---------- Extracted material

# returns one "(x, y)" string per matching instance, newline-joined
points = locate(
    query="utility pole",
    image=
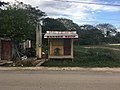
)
(39, 41)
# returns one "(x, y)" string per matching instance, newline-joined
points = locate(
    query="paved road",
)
(59, 80)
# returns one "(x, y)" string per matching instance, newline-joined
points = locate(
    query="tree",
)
(18, 21)
(107, 29)
(3, 3)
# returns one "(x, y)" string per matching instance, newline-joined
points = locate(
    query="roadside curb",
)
(107, 69)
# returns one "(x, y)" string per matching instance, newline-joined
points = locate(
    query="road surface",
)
(59, 80)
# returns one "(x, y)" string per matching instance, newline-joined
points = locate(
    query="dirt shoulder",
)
(106, 69)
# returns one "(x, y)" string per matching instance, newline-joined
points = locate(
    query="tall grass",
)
(89, 57)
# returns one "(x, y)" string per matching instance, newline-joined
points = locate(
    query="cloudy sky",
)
(80, 11)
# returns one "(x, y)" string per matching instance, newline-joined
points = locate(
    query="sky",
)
(80, 11)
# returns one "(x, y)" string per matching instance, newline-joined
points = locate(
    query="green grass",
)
(89, 57)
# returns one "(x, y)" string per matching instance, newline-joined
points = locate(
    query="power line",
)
(88, 3)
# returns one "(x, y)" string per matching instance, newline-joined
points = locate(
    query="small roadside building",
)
(60, 44)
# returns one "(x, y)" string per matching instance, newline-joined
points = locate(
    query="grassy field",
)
(91, 56)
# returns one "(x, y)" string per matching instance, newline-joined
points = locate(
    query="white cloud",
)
(75, 11)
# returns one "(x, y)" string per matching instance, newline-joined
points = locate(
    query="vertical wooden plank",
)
(6, 51)
(67, 46)
(72, 48)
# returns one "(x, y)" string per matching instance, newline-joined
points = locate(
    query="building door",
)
(6, 50)
(67, 46)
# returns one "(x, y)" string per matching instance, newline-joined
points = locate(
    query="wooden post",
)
(39, 41)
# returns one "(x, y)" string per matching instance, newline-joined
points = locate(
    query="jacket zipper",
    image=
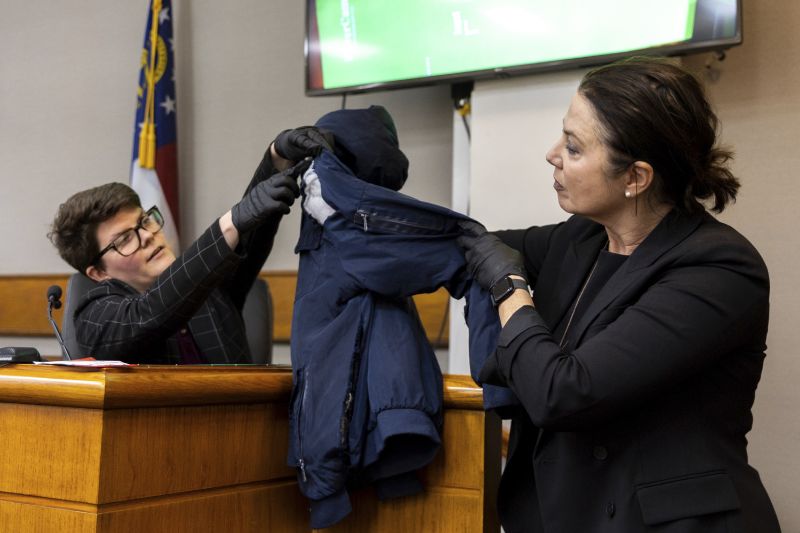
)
(366, 217)
(301, 464)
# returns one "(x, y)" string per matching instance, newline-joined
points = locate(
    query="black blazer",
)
(641, 426)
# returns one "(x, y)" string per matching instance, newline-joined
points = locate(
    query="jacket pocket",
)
(702, 494)
(374, 222)
(296, 408)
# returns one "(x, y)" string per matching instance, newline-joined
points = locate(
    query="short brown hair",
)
(75, 226)
(654, 111)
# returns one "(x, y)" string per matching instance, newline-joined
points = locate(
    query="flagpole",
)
(147, 136)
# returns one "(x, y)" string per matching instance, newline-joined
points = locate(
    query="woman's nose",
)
(145, 236)
(552, 156)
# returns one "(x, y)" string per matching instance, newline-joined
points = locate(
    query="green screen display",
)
(360, 43)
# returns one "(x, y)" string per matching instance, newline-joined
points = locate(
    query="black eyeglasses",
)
(129, 241)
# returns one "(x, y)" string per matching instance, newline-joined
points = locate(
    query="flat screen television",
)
(361, 45)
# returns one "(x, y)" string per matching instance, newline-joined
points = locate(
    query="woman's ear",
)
(96, 274)
(639, 178)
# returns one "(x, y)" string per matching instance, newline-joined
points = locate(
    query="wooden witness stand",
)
(203, 449)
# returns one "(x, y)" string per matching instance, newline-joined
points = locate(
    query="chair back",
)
(77, 285)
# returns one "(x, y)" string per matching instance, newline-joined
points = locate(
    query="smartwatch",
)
(505, 287)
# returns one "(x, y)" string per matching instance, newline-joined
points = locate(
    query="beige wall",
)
(68, 75)
(67, 81)
(757, 96)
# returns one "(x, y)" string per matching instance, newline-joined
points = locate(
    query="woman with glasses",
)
(150, 306)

--------------------

### Assignment
If a line in the data above includes the string "jacket", copy it.

### Exercise solution
    query="jacket zipper",
    query="jacket pocket",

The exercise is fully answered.